_SUPPLIED PASSAGE_.
□ □ □ □ □

You probably know that whatever English Bible you use is a translation from the original languages in which the Bible was written. The Old Testament was written in Hebrew (except for a few Aramaic

chapters),and the New Testament was written in Greek.  You probably also know that until the invention of movable type and the printing press in the 1400 ’s, publishing and preserving documents and books meant hand copying; a very difficult and expensive endeavor.  So from the days of the Biblical authors on until just prior to the Reformation, the Bible was published and preserved by being hand copied by scribes.

 

There are thousands of these hand copied manuscripts of the Bible in existence. There are also ancient translations of the Bible into Aramaic, Latin, Egyptian, etc., preserved in manuscript form, as well as hand copied church lectionaries (appointed readings for each day and each holiday of the church year),and quotations of Scripture in the writings of the ancient Church Fathers such as  Augustine, Athanasius, Jerome, etc. So the evidence for the text of the Bible is very extensive and compelling.  In the secular realm the text of an ancient book is accepted with confidence on far less than ten percent of the textual evidence that exists for the Bible.

□ □ □ □ □

_ROWS_.
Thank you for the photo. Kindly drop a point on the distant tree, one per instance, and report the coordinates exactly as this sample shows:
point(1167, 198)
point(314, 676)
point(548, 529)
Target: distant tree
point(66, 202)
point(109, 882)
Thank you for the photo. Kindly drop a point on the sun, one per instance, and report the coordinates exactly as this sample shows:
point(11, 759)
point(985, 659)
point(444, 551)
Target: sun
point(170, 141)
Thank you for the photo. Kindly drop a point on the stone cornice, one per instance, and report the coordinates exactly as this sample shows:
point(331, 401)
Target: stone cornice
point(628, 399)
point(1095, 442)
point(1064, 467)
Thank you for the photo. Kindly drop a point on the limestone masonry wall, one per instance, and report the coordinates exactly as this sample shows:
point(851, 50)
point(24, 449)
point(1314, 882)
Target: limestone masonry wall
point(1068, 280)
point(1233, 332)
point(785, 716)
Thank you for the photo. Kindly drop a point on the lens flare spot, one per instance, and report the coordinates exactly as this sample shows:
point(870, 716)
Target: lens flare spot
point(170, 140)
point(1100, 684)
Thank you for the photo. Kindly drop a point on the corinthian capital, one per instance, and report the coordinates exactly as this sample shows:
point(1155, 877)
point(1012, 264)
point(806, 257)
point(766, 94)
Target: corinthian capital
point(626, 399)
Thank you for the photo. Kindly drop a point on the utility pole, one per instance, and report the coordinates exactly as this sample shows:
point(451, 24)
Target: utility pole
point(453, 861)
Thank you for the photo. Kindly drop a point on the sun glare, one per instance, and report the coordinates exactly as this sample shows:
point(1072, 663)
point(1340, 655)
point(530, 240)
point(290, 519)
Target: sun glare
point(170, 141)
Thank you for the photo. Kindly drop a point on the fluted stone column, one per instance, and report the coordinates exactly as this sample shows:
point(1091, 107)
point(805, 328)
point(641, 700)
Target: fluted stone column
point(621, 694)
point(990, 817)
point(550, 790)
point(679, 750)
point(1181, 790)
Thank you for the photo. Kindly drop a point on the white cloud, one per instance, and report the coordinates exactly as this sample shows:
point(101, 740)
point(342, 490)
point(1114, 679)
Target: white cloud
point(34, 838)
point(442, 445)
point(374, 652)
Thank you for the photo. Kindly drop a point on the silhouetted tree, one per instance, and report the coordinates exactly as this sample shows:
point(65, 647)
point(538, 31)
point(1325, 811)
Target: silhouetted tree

□ □ □ □ □

_AIM OF THE EXERCISE_. Continue the passage on hand-copied Bible manuscripts from its last sentence. The records play no part in what is asked here.

_WRITTEN REPLY_.
Now just about the time that Dr. Martin Luther was beginning to study and teach the Biblical truths that led to the Reformation, a humanist scholar by the name of Erasmus published the first printed and mass produced edition of the Greek New Testament.  His printed text was based on the relatively small number of late manuscript witnesses that were available to him at the time.   What has been discovered since his day dwarfs what he had available to him.  Yet, we should not for this reason undervalue the manuscripts he worked with, or the text of his Greek New Testament.  The manuscripts he used were late, but they were faithful exemplars of the vast majority of New Testament manuscripts used throughout the church since the apostolic era.  Therefore Erasmus placed in the hands of the Reformers a printed Greek New Testament with genuine catholicity, which presented what had been preserved as sacred text in the church throughout its history.

 

It is important to realize, lest anyone deceive you in this regard, that the vast majority of ancient witnesses to the text of the New Testament favors this Ecclesiastical Text, Traditional Text, Majority Text,

Received Text, or whatever else you want to call it.  With Erasmus ’ Greek New Testament, and with other editions of that basic text by editors who followed Erasmus, scholars had at their disposal a printed edition of the consensus of ancient witnesses to the preserved, catholic, sacred text of the New Testament.   In time, these printed editions became known as the Textus Receptus,  or Received Text. When Luther and the Reformers urged us "Back to the Sources", it was to these extant texts, not to some hypothetically reconstructed original autograph.   It was the texts in hand that the Reformers and confessors called inspired and infallible…all of the Bible translations produced during the Reformation and post-Reformation eras, were translations of the received Hebrew text of the Old Testament, and the received Greek text of the New Testament, not some hypothetical reconstruction of lost original autographs...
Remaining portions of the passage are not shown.